DOCUMENT TEXT
— Start —

4 files changed, 146 insertions, 10 deletions
diff --git a/src/mongo/db/pipeline/field_path.h b/src/mongo/db/pipeline/field_path.h
index 0f69ebb7043..347b236fb6b 100644
--- a/src/mongo/db/pipeline/field_path.h
+++ b/src/mongo/db/pipeline/field_path.h
@@ -78,6 +78,14 @@ public:
     }
 
     /**
+     * Get the subpath including path elements [0, n].
+     */
+    StringData getSubpath(size_t n) const {
+        invariant(n + 1 < _fieldPathDotPosition.size());
+        return StringData(_fieldPath.c_str(), _fieldPathDotPosition[n + 1]);
+    }
+
+    /**
      * Return the ith field name from this path using zero-based indexes.
      */
     StringData getFieldName(size_t i) const {
diff --git a/src/mongo/db/pipeline/field_path_test.cpp b/src/mongo/db/pipeline/field_path_test.cpp
index 999cb9b8134..b869bc38d27 100644
--- a/src/mongo/db/pipeline/field_path_test.cpp
+++ b/src/mongo/db/pipeline/field_path_test.cpp
@@ -188,5 +188,14 @@ TEST(FieldPathTest, ConstructorAssertsOnDeeplyNestedArrayPath) {
                        AssertionException,
                        ErrorCodes::Overflow);
 }
+
+// Test FieldPath::getSubpath().
+TEST(FieldPathTest, GetSubpath) {
+    FieldPath path = FieldPath("foo.bar.baz");
+    ASSERT_EQUALS("foo", path.getSubpath(0));
+    ASSERT_EQUALS("foo.bar", path.getSubpath(1));
+    ASSERT_EQUALS("foo.bar.baz", path.getSubpath(2));
+}
+
 }  // namespace
 }  // namespace mongo
diff --git a/src/mongo/db/query/parsed_distinct.cpp b/src/mongo/db/query/parsed_distinct.cpp
index 62dc04ac610..2d5a74af4c0 100644
--- a/src/mongo/db/query/parsed_distinct.cpp
+++ b/src/mongo/db/query/parsed_distinct.cpp
@@ -49,6 +49,57 @@ const char ParsedDistinct::kCollationField[] = "collation";
 const char ParsedDistinct::kCommentField[] = "comment";
 
 namespace {
+
+/**
+ * Helper for when converting a distinct() to an aggregation pipeline. This function will add
+ * $unwind stages for each subpath of 'path'.
+ *
+ * See comments in ParsedDistinct::asAggregationCommand() for more detailed explanation.

— End —

SET TASK A
In the diff, what string should path.getSubpath(1) return in the GetSubpath test?
SET TASK B
Translate this sentence from the diff into Spanish: "Return the ith field name from this path using zero-based indexes."
SET TASK C
Reproduce the part of the diff between "4 files changed, 146" and "elements [0, n].", inclusive.

Point annotation dataset records
— Start —

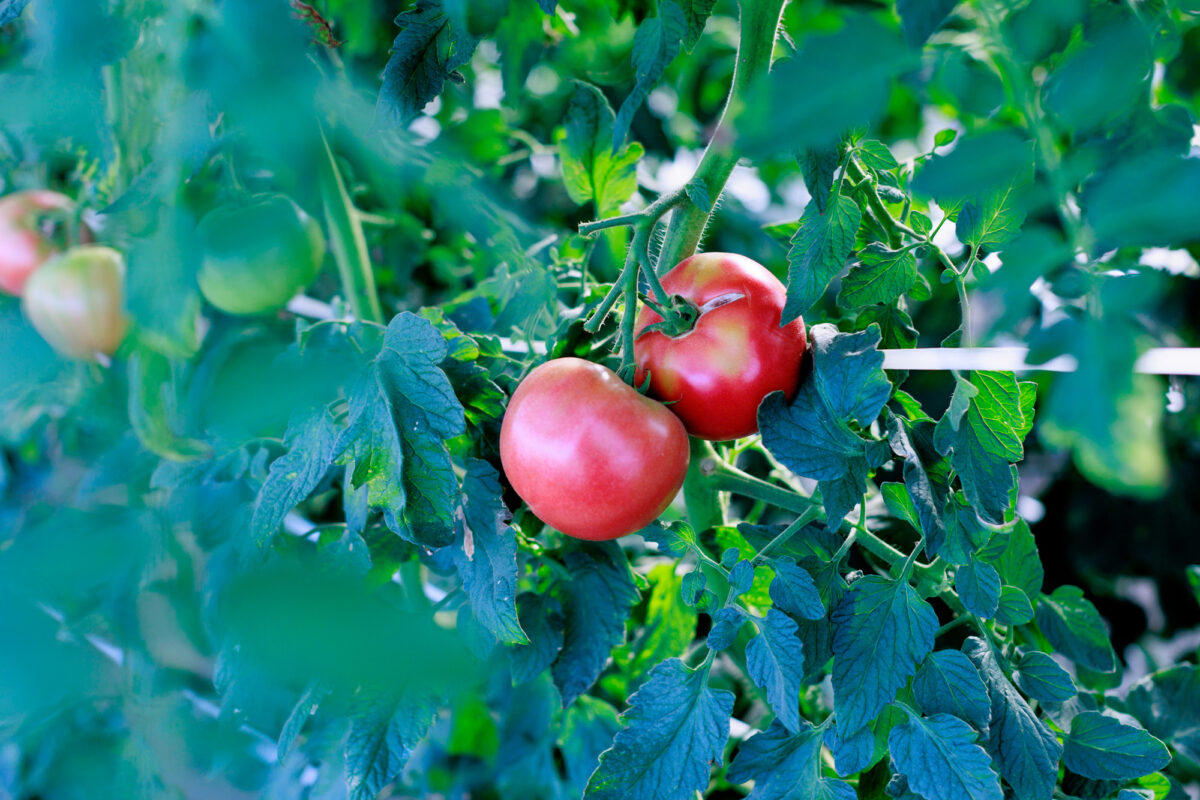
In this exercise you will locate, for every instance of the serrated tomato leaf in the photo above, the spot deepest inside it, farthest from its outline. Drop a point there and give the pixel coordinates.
(882, 630)
(675, 731)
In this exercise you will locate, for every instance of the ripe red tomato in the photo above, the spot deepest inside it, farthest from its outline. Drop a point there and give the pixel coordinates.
(714, 376)
(591, 456)
(24, 240)
(77, 302)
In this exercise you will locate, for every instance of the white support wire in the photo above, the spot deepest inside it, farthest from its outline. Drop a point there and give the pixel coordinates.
(1157, 361)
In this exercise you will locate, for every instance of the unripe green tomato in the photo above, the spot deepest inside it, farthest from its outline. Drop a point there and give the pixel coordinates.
(77, 302)
(24, 240)
(258, 253)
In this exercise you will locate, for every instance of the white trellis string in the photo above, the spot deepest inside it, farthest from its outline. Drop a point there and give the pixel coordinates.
(1157, 361)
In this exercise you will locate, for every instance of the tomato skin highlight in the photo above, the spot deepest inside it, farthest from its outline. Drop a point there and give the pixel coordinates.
(714, 376)
(77, 302)
(588, 455)
(23, 247)
(259, 252)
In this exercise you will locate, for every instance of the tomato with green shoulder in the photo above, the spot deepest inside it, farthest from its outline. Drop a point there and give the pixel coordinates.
(258, 252)
(77, 302)
(714, 374)
(31, 223)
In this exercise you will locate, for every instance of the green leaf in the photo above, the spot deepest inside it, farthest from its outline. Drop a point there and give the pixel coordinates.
(10, 10)
(1075, 629)
(426, 53)
(841, 90)
(985, 440)
(941, 759)
(670, 624)
(726, 625)
(919, 19)
(995, 221)
(541, 618)
(1150, 200)
(808, 439)
(592, 170)
(595, 602)
(153, 400)
(894, 324)
(401, 413)
(819, 166)
(304, 709)
(1105, 749)
(485, 554)
(847, 370)
(1165, 702)
(875, 154)
(947, 683)
(1110, 417)
(819, 252)
(978, 587)
(1041, 677)
(587, 728)
(882, 630)
(1105, 78)
(384, 729)
(1015, 557)
(696, 13)
(981, 166)
(945, 137)
(655, 46)
(1014, 607)
(310, 453)
(924, 479)
(1023, 746)
(520, 37)
(793, 590)
(673, 729)
(786, 767)
(775, 662)
(880, 276)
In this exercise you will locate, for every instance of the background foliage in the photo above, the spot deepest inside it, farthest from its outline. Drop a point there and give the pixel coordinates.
(275, 557)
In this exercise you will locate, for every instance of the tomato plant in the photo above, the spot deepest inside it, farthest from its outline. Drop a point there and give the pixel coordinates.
(27, 234)
(411, 525)
(736, 352)
(589, 455)
(77, 302)
(258, 252)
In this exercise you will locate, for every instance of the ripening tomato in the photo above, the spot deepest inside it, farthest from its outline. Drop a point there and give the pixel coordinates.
(27, 227)
(714, 376)
(259, 252)
(591, 456)
(77, 302)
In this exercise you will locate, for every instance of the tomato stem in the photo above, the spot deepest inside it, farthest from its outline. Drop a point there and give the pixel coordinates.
(760, 24)
(347, 240)
(891, 227)
(726, 477)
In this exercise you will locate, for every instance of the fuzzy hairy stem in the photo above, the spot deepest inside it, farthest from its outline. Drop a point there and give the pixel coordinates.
(760, 23)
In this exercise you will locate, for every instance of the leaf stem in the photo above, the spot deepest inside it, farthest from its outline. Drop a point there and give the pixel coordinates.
(787, 533)
(891, 226)
(726, 477)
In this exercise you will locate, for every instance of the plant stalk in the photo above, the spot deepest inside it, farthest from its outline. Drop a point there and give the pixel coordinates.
(760, 23)
(348, 242)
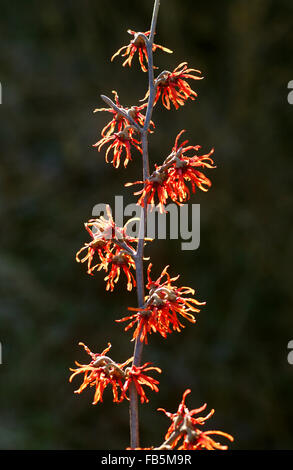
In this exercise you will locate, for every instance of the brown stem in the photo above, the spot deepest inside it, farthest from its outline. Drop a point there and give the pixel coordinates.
(133, 409)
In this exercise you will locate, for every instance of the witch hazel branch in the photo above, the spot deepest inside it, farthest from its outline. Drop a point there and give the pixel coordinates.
(163, 307)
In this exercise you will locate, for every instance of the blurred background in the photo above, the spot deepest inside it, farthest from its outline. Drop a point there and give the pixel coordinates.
(54, 64)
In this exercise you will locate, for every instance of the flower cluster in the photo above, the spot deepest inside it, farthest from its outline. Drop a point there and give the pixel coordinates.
(164, 305)
(169, 179)
(138, 44)
(103, 371)
(185, 432)
(119, 120)
(110, 249)
(172, 87)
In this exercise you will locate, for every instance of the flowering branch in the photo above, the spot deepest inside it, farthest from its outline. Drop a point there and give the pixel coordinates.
(122, 112)
(111, 249)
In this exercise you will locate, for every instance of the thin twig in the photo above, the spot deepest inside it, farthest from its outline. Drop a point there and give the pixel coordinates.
(134, 423)
(121, 111)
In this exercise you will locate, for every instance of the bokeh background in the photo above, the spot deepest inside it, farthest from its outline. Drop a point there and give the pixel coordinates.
(54, 64)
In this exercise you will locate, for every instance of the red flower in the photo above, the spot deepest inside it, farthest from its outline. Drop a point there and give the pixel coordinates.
(119, 122)
(172, 87)
(119, 141)
(137, 44)
(185, 168)
(169, 179)
(185, 426)
(162, 307)
(100, 373)
(157, 185)
(111, 247)
(120, 259)
(137, 376)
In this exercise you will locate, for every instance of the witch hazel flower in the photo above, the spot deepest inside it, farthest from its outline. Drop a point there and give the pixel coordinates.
(138, 44)
(119, 121)
(120, 142)
(170, 179)
(172, 87)
(112, 248)
(103, 371)
(186, 430)
(164, 306)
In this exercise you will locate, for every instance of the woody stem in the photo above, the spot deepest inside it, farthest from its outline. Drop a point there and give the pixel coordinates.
(133, 409)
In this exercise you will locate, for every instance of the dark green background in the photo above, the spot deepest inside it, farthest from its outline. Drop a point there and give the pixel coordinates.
(54, 64)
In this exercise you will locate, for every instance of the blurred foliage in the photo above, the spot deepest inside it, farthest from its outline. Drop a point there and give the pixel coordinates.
(54, 64)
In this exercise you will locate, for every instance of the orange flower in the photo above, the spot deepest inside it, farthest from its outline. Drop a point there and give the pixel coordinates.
(120, 259)
(169, 179)
(113, 249)
(100, 373)
(137, 44)
(172, 87)
(119, 122)
(185, 168)
(185, 426)
(157, 185)
(137, 376)
(162, 307)
(120, 141)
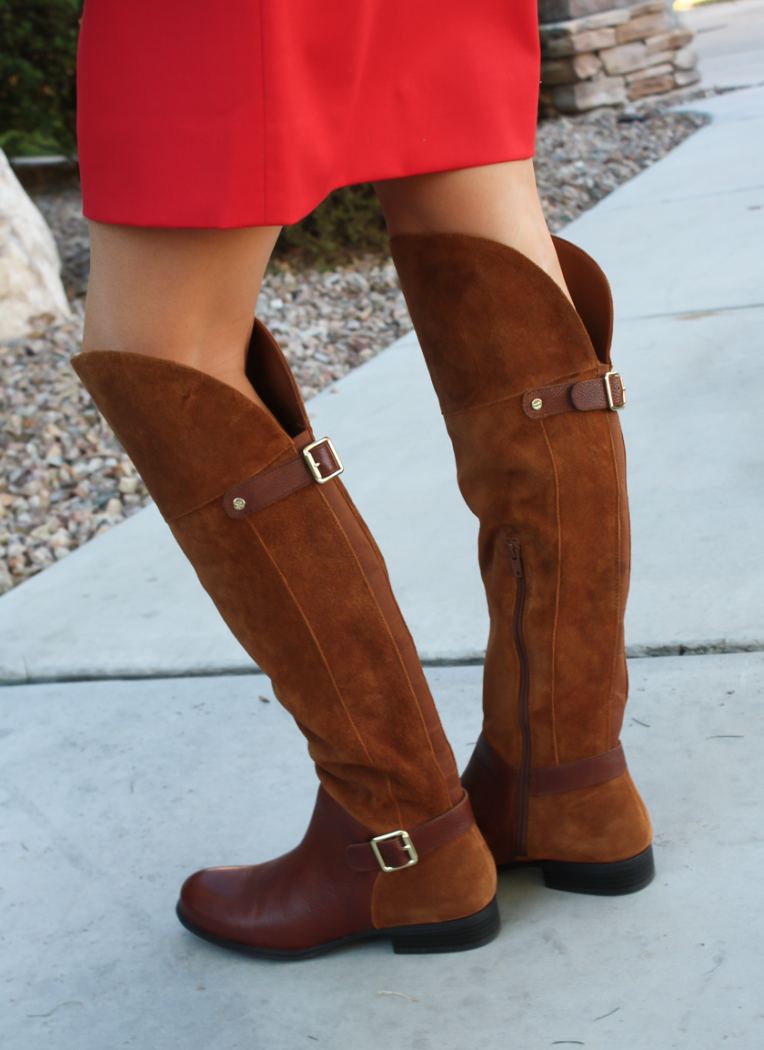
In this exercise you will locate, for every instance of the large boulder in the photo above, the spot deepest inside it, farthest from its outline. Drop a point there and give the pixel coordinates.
(29, 266)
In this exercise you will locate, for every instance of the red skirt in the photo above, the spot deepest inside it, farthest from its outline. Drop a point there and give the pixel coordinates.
(248, 112)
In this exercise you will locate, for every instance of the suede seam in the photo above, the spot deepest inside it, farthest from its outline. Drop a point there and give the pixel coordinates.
(556, 594)
(616, 572)
(400, 660)
(395, 646)
(323, 657)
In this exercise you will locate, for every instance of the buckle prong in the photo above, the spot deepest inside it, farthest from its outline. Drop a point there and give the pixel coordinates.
(609, 392)
(405, 843)
(315, 468)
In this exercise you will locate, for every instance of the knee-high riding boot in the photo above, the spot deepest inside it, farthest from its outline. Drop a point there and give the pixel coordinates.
(254, 502)
(529, 398)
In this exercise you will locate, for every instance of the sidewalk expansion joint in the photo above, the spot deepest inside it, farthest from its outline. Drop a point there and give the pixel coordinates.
(633, 652)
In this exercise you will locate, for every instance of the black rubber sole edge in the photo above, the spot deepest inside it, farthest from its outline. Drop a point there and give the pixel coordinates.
(459, 935)
(602, 880)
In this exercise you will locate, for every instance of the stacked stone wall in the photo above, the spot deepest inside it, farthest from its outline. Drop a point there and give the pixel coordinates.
(606, 53)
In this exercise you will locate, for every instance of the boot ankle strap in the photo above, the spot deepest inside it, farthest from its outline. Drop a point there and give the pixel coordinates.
(317, 462)
(588, 395)
(399, 849)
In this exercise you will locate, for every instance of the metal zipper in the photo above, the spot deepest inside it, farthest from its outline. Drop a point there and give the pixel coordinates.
(520, 847)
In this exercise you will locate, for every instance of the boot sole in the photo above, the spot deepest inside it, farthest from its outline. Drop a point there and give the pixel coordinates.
(459, 935)
(602, 880)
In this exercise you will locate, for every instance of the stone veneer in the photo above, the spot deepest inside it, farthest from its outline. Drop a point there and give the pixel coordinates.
(606, 53)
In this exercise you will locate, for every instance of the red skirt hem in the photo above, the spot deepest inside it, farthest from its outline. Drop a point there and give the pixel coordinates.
(250, 112)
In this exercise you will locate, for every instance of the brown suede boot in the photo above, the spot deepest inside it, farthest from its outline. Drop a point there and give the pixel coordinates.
(528, 394)
(393, 848)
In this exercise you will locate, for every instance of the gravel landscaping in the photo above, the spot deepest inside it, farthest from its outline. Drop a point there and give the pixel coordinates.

— End —

RIGHT ANSWER A
"foo.bar"

RIGHT ANSWER B
Devuelve el i-ésimo nombre de campo de esta ruta usando índices basados en cero.

RIGHT ANSWER C
4 files changed, 146 insertions, 10 deletions
diff --git a/src/mongo/db/pipeline/field_path.h b/src/mongo/db/pipeline/field_path.h
index 0f69ebb7043..347b236fb6b 100644
--- a/src/mongo/db/pipeline/field_path.h
+++ b/src/mongo/db/pipeline/field_path.h
@@ -78,6 +78,14 @@ public:
     }
 
     /**
+     * Get the subpath including path elements [0, n].